[Saved entries]
+++

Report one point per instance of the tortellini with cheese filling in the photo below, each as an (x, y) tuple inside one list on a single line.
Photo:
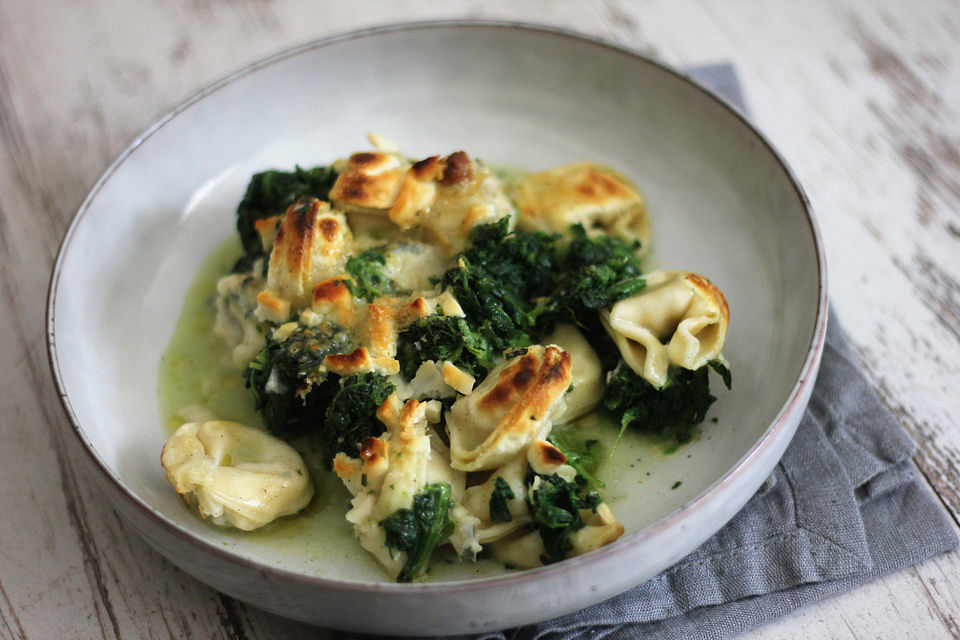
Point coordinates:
[(419, 327), (586, 383), (679, 319), (445, 197), (599, 198), (511, 408), (236, 475)]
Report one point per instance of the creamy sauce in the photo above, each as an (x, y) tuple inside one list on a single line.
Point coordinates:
[(197, 378)]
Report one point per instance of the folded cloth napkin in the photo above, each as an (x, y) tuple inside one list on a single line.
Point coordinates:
[(844, 505)]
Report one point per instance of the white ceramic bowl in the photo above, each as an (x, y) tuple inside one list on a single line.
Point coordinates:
[(722, 202)]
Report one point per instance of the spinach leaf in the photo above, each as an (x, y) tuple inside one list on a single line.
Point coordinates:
[(290, 389), (351, 415), (420, 530), (269, 193), (672, 411), (555, 506), (499, 501)]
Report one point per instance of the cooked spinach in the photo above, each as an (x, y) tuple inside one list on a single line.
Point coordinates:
[(420, 530), (269, 193), (498, 278), (583, 456), (672, 411), (291, 390), (555, 506), (500, 500), (367, 278), (594, 273), (351, 416), (440, 338)]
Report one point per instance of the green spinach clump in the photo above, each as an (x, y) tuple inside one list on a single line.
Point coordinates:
[(444, 338), (672, 411), (290, 386), (499, 277), (515, 287), (594, 273), (367, 278), (555, 506), (500, 500), (351, 416), (420, 530), (583, 456), (268, 194)]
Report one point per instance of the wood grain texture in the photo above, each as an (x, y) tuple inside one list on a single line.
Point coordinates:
[(861, 97)]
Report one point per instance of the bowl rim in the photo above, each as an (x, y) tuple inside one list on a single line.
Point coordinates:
[(768, 439)]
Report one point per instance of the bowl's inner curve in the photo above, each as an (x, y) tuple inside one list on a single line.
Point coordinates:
[(719, 205)]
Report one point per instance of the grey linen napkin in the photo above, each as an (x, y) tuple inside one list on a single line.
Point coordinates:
[(844, 506)]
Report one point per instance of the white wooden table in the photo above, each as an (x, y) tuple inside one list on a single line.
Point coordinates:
[(863, 99)]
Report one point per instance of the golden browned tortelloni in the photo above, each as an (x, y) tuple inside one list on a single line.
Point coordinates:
[(511, 408), (390, 471), (312, 244), (586, 385), (679, 319), (443, 196), (599, 198)]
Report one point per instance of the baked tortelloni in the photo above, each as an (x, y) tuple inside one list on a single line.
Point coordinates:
[(679, 320), (431, 331)]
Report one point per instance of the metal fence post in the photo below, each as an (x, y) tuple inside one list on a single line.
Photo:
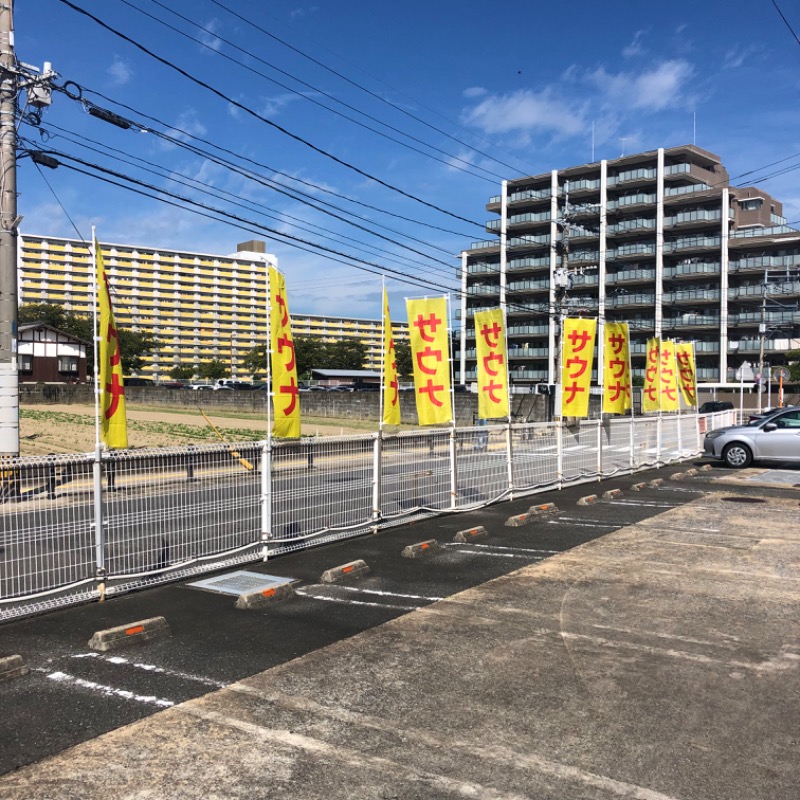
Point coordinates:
[(600, 448), (453, 470), (377, 455), (266, 497), (99, 521), (510, 458)]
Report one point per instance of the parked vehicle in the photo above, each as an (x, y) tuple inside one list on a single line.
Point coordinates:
[(716, 405), (774, 437)]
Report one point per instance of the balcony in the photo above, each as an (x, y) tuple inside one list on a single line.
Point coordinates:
[(631, 276), (692, 295), (693, 267), (629, 300)]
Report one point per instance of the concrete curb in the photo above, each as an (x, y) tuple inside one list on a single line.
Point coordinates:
[(469, 535), (126, 635), (354, 569), (545, 508), (12, 667), (420, 549), (265, 597)]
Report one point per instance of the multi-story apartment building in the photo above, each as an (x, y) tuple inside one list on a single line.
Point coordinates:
[(201, 307), (660, 240)]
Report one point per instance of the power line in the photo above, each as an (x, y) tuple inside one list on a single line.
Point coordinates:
[(785, 21), (364, 89), (261, 118), (452, 161)]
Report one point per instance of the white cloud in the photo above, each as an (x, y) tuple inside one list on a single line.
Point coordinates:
[(475, 91), (635, 47), (207, 36), (119, 72), (654, 90), (524, 111)]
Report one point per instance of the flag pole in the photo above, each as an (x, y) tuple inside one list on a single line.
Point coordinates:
[(95, 340), (383, 352), (266, 455)]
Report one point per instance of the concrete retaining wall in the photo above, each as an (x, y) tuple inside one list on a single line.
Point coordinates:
[(336, 405)]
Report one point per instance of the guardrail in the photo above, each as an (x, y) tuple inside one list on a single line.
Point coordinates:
[(78, 527)]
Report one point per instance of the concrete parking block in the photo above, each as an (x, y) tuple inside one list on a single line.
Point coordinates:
[(12, 667), (470, 535), (354, 569), (544, 508), (420, 549), (132, 633), (264, 597)]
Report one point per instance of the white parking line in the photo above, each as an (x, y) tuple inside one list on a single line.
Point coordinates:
[(503, 547), (109, 691), (330, 599), (118, 660), (388, 594)]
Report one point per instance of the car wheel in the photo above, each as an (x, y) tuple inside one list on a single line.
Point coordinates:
[(737, 455)]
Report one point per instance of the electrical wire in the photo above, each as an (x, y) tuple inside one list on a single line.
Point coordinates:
[(374, 95), (295, 137), (279, 216), (453, 161)]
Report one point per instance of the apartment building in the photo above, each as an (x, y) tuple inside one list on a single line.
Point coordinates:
[(201, 307), (660, 240)]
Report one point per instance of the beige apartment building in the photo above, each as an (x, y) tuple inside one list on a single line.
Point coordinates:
[(202, 307)]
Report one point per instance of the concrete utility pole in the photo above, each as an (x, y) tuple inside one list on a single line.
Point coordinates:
[(14, 78), (9, 389)]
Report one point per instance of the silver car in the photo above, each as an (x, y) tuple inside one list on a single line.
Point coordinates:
[(774, 437)]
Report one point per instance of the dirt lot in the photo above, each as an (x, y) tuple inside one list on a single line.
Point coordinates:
[(71, 428)]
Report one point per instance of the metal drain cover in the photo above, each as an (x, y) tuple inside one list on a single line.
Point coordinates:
[(239, 582), (744, 500)]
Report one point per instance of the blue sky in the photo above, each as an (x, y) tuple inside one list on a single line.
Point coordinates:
[(464, 93)]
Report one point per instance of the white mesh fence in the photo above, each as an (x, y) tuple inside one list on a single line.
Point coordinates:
[(168, 513)]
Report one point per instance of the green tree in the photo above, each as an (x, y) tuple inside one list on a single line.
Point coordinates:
[(134, 346), (405, 367), (213, 370)]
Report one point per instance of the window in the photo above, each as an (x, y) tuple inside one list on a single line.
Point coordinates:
[(68, 364)]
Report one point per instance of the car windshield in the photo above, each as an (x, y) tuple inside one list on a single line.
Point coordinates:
[(766, 415)]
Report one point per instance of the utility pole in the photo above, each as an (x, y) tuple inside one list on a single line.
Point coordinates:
[(9, 388), (14, 77), (762, 335)]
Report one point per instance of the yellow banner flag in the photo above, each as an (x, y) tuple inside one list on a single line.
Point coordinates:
[(430, 354), (651, 397), (668, 376), (490, 334), (577, 358), (113, 420), (616, 368), (391, 386), (687, 373), (285, 390)]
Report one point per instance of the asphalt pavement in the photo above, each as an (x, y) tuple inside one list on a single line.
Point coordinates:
[(646, 646)]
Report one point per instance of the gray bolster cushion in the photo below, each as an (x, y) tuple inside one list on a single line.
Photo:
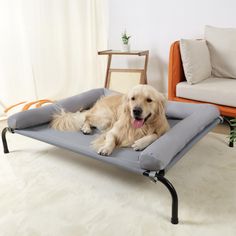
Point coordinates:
[(42, 115), (195, 118)]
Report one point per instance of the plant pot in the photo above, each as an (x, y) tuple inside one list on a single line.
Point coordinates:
[(125, 47)]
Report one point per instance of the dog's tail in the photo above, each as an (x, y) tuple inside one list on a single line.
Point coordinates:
[(68, 121)]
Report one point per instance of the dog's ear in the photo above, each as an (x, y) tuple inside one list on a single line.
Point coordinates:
[(161, 104)]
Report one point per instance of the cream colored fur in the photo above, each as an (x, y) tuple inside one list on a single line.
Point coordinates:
[(113, 115)]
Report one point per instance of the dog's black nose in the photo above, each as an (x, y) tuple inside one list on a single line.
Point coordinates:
[(137, 111)]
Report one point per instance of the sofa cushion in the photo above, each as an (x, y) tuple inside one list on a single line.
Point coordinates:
[(216, 90), (222, 47), (196, 60)]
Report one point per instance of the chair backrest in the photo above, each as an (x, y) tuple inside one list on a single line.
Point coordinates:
[(175, 70)]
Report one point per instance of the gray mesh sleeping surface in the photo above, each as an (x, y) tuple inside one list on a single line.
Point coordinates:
[(189, 122)]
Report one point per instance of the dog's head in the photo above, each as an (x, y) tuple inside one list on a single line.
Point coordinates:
[(144, 104)]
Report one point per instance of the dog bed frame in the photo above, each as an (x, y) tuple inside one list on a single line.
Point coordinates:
[(188, 122)]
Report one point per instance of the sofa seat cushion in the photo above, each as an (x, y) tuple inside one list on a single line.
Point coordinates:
[(215, 90)]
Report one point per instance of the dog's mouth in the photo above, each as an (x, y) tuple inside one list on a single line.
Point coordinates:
[(139, 122)]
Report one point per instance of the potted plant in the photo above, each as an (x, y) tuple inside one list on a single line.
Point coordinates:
[(232, 137), (125, 40)]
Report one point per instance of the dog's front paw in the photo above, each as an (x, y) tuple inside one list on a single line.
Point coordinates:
[(104, 151), (86, 129), (138, 145)]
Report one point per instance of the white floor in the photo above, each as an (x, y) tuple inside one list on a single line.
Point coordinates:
[(45, 190)]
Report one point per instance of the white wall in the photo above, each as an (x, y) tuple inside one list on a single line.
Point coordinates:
[(155, 24)]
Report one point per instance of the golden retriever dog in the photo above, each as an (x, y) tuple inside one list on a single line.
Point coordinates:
[(132, 120)]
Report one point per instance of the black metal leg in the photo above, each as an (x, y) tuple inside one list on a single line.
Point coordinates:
[(160, 177), (166, 182), (4, 140), (227, 120)]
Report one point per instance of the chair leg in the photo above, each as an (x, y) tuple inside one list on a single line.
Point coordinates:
[(227, 120), (160, 177), (4, 140)]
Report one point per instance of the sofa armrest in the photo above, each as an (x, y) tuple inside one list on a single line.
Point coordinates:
[(42, 115), (195, 118), (175, 70)]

+++

What to do
Your task is to copy each line of the data above that holds "concrete".

Response to this task
Report one point per instance of the concrete curb in the photo above, each as an (x, y) tuple inside one list on a single line.
Report one point per instance of the concrete retaining wall in the photo above, each as an (x, y) tuple inside one list on a single line.
Report one point per instance of the concrete parking block in the photo above, each as an (x, y) tuple inside one list on a single line.
Report one point per instance of the concrete utility pole in the photo above, each as an (x, y) tuple inside one list on a single line.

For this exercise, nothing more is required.